__ACTION ITEM 1__: In the Spark RDD thread, which SparkContext method does the reply recommend for building an RDD from an existing collection?
__ACTION ITEM 2__: Reproduce the passage of the Spark RDD thread between "val distData = sc.parallelize(data)" and "on in parallel.", inclusive.

Reputation: 367
I have an ArrayBuffer of Strings that contains the labels of all the vertices of the graph I want to create. I need to create a RDD object [(VertexId, String)]
which are going to be the nodes for my future graph, where VertexId for each node = index of the node's label in the ArrayBuffer.
I found only information about creating an RDD using SparkContext.textFile(String fname)
, but nothing on how to create RDD from datastructures.
Is there a way to do this or do I always have to create the RDD from a file?
Upvotes: 1
Views: 1581
Reputation: 40370
What you are looking for is the parallelize method:
val data = Array(1, 2, 3, 4, 5)
val distData = sc.parallelize(data)
Parallelized collections are created by calling SparkContext’s parallelize method on an existing collection in your driver program (a Scala Seq). The elements of the collection are copied to form a distributed dataset that can be operated on in parallel.
So considering your ArrayBuffer[(VertexId,String)], you'll need to transform that into a Seq before and then passing it as an argument to sc.parallelize
According the ArrayBuffer scaladoc you can apply the method toSeq on your arraybuffer directly.
val distData = sc.parallelize(data.toSeq) // data your arraybuffer.
If your arraybuffer is like described in the question of type ArrayBuffer[(VertedId,String)]
, distData
will be an RDD[(VertedId,String)]
Upvotes: 1

__DATA SUPPLIED__:
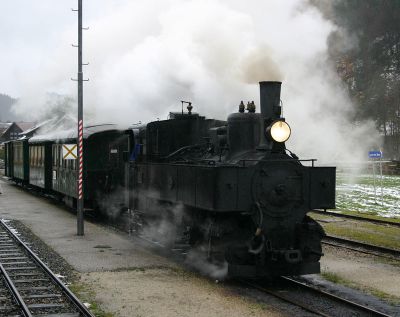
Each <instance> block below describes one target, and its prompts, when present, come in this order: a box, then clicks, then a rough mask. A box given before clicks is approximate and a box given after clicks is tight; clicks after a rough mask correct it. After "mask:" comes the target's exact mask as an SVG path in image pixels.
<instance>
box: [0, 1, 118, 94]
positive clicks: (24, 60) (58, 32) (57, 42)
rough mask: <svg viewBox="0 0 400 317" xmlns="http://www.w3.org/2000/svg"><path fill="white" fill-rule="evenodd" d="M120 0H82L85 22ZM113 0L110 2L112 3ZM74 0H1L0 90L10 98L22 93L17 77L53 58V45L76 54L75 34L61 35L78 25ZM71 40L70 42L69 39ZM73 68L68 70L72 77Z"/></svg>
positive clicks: (76, 39) (0, 11) (94, 16)
mask: <svg viewBox="0 0 400 317" xmlns="http://www.w3.org/2000/svg"><path fill="white" fill-rule="evenodd" d="M123 2H125V1H122V0H112V1H107V0H84V1H83V5H84V10H83V13H84V23H85V21H86V22H87V21H89V20H92V21H93V20H96V19H98V18H101V16H103V15H107V14H108V13H109V10H111V8H112V7H114V6H116V5H119V3H123ZM111 3H112V5H111ZM76 7H77V1H76V0H35V1H32V0H12V1H2V3H1V10H0V38H1V49H0V93H6V94H9V95H11V96H13V97H19V96H20V95H21V94H22V91H21V85H20V80H21V78H22V77H24V76H26V75H27V74H29V73H32V72H35V73H36V72H37V71H39V72H40V68H41V67H43V65H45V64H47V63H48V60H49V59H51V58H54V51H55V49H56V48H60V49H65V52H66V53H67V54H71V55H72V56H74V57H75V56H76V49H74V48H72V47H71V44H72V43H76V41H77V39H76V34H75V33H73V34H72V33H71V37H70V38H66V37H64V36H63V34H65V33H66V32H68V31H69V30H73V29H76V28H77V14H76V13H75V12H72V11H71V8H76ZM68 40H70V41H68ZM74 72H76V70H72V69H71V76H74Z"/></svg>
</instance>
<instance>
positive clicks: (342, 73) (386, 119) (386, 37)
mask: <svg viewBox="0 0 400 317" xmlns="http://www.w3.org/2000/svg"><path fill="white" fill-rule="evenodd" d="M310 3H311V4H312V5H314V6H316V7H318V8H319V9H320V10H321V11H322V12H323V14H324V15H325V17H326V18H328V19H330V20H331V21H333V22H334V24H335V25H336V26H337V30H336V31H334V32H333V33H332V34H331V35H330V37H329V41H328V44H329V53H330V58H331V60H332V61H333V62H334V64H335V65H336V68H337V72H338V74H339V75H340V77H341V79H342V80H343V82H344V83H345V85H346V87H347V89H348V91H349V95H350V97H351V99H352V101H353V103H354V105H355V107H356V111H355V114H354V118H353V120H354V122H355V123H357V122H359V121H362V120H365V119H373V120H374V121H375V123H376V127H377V129H378V130H379V131H380V132H381V133H382V135H384V137H385V152H386V154H387V155H386V157H389V156H390V157H391V158H395V159H400V27H399V26H400V24H399V23H400V22H399V21H400V0H329V1H321V0H310Z"/></svg>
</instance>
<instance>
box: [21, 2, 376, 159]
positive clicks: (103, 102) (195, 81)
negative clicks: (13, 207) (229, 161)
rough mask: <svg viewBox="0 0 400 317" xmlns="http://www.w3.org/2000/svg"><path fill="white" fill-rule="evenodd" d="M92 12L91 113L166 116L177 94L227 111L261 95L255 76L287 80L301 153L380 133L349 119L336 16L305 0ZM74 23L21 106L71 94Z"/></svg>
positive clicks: (21, 103)
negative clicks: (334, 61)
mask: <svg viewBox="0 0 400 317" xmlns="http://www.w3.org/2000/svg"><path fill="white" fill-rule="evenodd" d="M86 22H87V24H88V25H90V30H89V31H88V32H85V34H84V56H85V59H88V61H90V65H89V66H88V67H86V68H85V76H87V77H89V78H90V82H89V83H87V84H85V120H86V122H88V121H90V122H113V123H114V122H115V123H122V124H130V123H136V122H138V121H142V122H145V121H150V120H156V119H157V118H158V117H159V118H165V117H166V116H167V114H168V112H169V111H177V110H179V109H180V103H179V101H180V100H190V101H192V102H193V105H194V107H195V108H194V111H197V112H200V113H201V114H203V115H206V116H207V117H216V118H219V119H224V118H226V116H227V115H228V114H229V113H230V112H234V111H237V105H238V104H239V102H240V101H241V100H245V101H247V100H255V101H256V103H257V100H258V96H259V91H258V85H256V84H254V83H256V82H258V81H260V80H282V81H283V85H282V100H283V103H284V116H285V117H286V119H287V121H288V122H289V123H290V125H291V127H292V130H293V133H292V139H291V140H290V141H289V142H288V147H289V149H291V150H292V151H294V152H296V153H298V154H300V155H301V157H302V158H304V157H305V156H306V157H307V158H310V157H316V158H318V159H322V160H324V161H327V162H332V161H343V160H349V159H350V158H352V159H358V158H360V157H362V156H363V155H364V152H365V151H366V149H368V147H369V146H371V144H374V143H376V142H377V138H376V133H377V132H376V131H375V129H374V128H373V124H372V123H371V124H367V125H362V126H354V125H353V124H351V123H350V122H349V118H350V114H351V111H352V105H351V102H350V100H349V98H348V97H347V95H346V93H345V90H344V88H343V87H342V85H341V83H340V80H339V78H338V76H337V74H336V73H335V71H334V67H332V65H330V64H329V62H328V61H327V56H328V55H327V39H328V37H329V35H330V33H331V32H332V31H333V30H335V26H334V25H332V24H331V22H328V21H327V20H325V19H324V18H323V16H322V14H321V13H320V12H318V11H317V10H316V9H315V8H312V7H310V6H307V4H306V2H305V1H279V0H275V1H263V0H253V1H251V3H248V2H246V3H244V2H243V1H239V0H229V1H228V0H219V1H218V0H189V1H187V0H185V1H184V0H149V1H128V0H126V1H119V2H117V4H115V5H111V7H108V8H107V12H104V14H103V15H101V14H98V15H97V16H96V18H95V19H93V20H91V21H86ZM75 30H76V28H75V26H74V27H73V28H72V27H71V30H69V31H67V32H65V34H64V35H63V36H62V37H61V40H60V43H62V46H63V48H62V49H61V48H59V49H56V50H54V52H52V54H51V60H52V62H49V63H48V64H47V65H45V67H44V68H42V69H41V71H40V72H37V73H32V74H28V75H27V76H25V83H22V84H23V85H24V88H25V89H24V95H23V96H22V98H21V102H20V103H19V104H18V106H17V108H16V111H17V112H18V113H35V111H32V110H31V109H32V108H37V109H40V108H42V107H43V106H44V104H45V100H46V99H45V97H44V96H45V94H46V92H49V91H50V92H57V93H66V94H70V95H75V92H76V86H75V85H74V84H72V83H71V82H70V81H69V78H70V77H71V76H72V77H73V76H74V75H73V74H74V73H75V72H76V60H75V56H74V55H73V54H72V53H71V52H70V51H66V50H65V43H73V42H75ZM43 69H44V71H43ZM28 109H29V111H28ZM45 112H46V111H45ZM41 113H43V111H41Z"/></svg>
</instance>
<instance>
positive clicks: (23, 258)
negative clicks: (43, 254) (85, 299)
mask: <svg viewBox="0 0 400 317" xmlns="http://www.w3.org/2000/svg"><path fill="white" fill-rule="evenodd" d="M0 270H1V279H0V316H10V317H11V316H15V317H17V316H21V317H22V316H23V317H33V316H35V317H56V316H58V317H89V316H90V317H94V316H93V315H92V314H91V313H90V311H89V310H88V309H87V308H86V306H85V305H83V304H82V303H81V302H80V301H79V300H78V298H77V297H76V296H75V295H74V294H73V293H72V292H71V291H70V290H69V289H68V288H67V287H66V286H65V285H64V284H63V283H62V282H61V280H60V279H59V278H58V277H57V276H56V275H55V274H54V273H53V272H51V270H50V269H49V268H48V267H47V266H46V265H45V264H44V263H43V262H42V261H41V260H40V259H39V258H38V257H37V255H36V254H35V253H33V251H32V250H31V249H30V248H29V247H28V245H27V244H26V243H24V242H23V241H22V240H21V239H20V238H19V237H18V236H17V235H16V233H15V232H14V231H13V230H12V228H10V227H9V226H8V225H7V224H6V222H5V221H4V220H1V221H0Z"/></svg>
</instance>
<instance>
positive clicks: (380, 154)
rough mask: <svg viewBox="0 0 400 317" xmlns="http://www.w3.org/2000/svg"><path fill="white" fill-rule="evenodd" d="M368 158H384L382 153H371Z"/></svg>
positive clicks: (381, 152) (370, 153) (371, 151)
mask: <svg viewBox="0 0 400 317" xmlns="http://www.w3.org/2000/svg"><path fill="white" fill-rule="evenodd" d="M368 157H369V158H382V152H381V151H369V152H368Z"/></svg>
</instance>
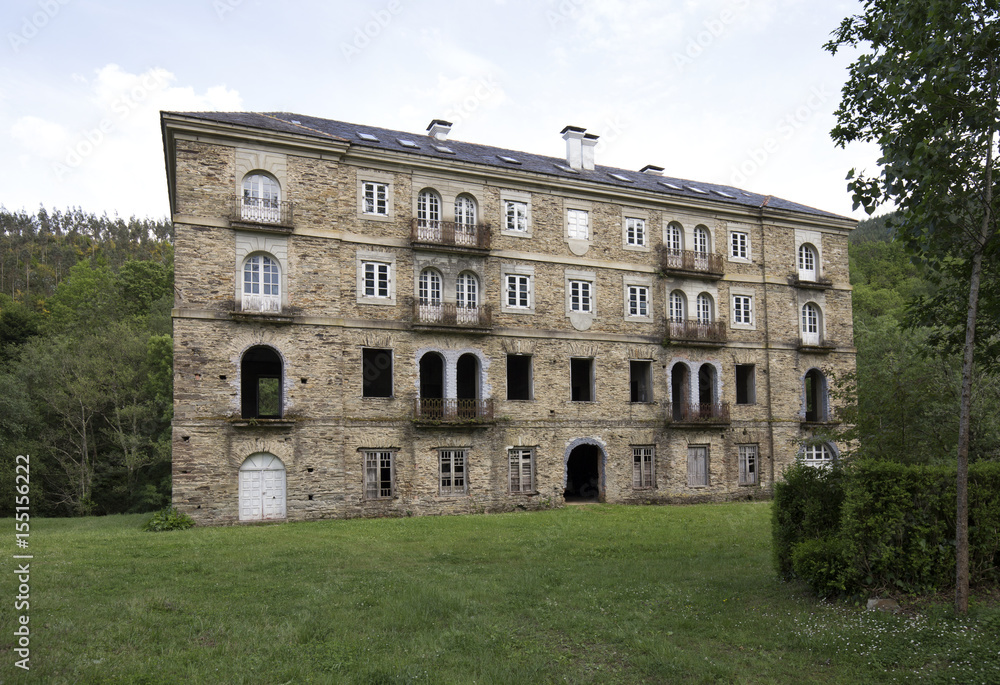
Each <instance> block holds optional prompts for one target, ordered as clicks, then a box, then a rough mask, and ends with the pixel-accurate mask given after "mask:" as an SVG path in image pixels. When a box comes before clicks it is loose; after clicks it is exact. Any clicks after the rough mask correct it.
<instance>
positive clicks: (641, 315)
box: [628, 285, 649, 316]
mask: <svg viewBox="0 0 1000 685" xmlns="http://www.w3.org/2000/svg"><path fill="white" fill-rule="evenodd" d="M628 315H629V316H649V288H647V287H646V286H644V285H630V286H629V287H628Z"/></svg>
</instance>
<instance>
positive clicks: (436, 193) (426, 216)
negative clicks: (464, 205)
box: [417, 190, 441, 228]
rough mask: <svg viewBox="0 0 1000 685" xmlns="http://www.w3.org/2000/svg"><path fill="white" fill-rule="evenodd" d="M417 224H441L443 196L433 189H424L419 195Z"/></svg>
mask: <svg viewBox="0 0 1000 685" xmlns="http://www.w3.org/2000/svg"><path fill="white" fill-rule="evenodd" d="M417 225H418V226H420V227H421V228H438V227H440V225H441V198H440V197H438V194H437V193H435V192H434V191H433V190H422V191H420V194H419V195H417Z"/></svg>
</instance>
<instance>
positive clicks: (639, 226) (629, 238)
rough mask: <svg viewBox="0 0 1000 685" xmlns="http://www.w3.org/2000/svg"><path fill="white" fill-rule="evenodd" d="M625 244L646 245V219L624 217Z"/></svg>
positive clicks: (639, 245) (630, 217) (629, 244)
mask: <svg viewBox="0 0 1000 685" xmlns="http://www.w3.org/2000/svg"><path fill="white" fill-rule="evenodd" d="M625 244H626V245H635V246H636V247H645V245H646V220H645V219H633V218H631V217H629V218H626V219H625Z"/></svg>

__TASK RESPONSE 1__: The parallelize method.

__TASK RESPONSE 2__:
val distData = sc.parallelize(data)
Parallelized collections are created by calling SparkContext’s parallelize method on an existing collection in your driver program (a Scala Seq). The elements of the collection are copied to form a distributed dataset that can be operated on in parallel.